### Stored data

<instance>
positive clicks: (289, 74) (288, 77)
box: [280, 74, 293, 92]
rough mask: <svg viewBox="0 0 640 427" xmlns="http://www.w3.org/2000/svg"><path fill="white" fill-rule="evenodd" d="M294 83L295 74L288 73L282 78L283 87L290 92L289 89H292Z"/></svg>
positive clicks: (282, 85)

### TRY IT
Can you reproduce all of the material above, line for line, without altering a single character?

### SOLVED EXERCISE
<instance>
positive clicks: (289, 74) (288, 77)
box: [280, 74, 293, 92]
rough mask: <svg viewBox="0 0 640 427" xmlns="http://www.w3.org/2000/svg"><path fill="white" fill-rule="evenodd" d="M294 83L295 74L288 73L282 78L283 87L290 92L289 89H292Z"/></svg>
positive clicks: (282, 85)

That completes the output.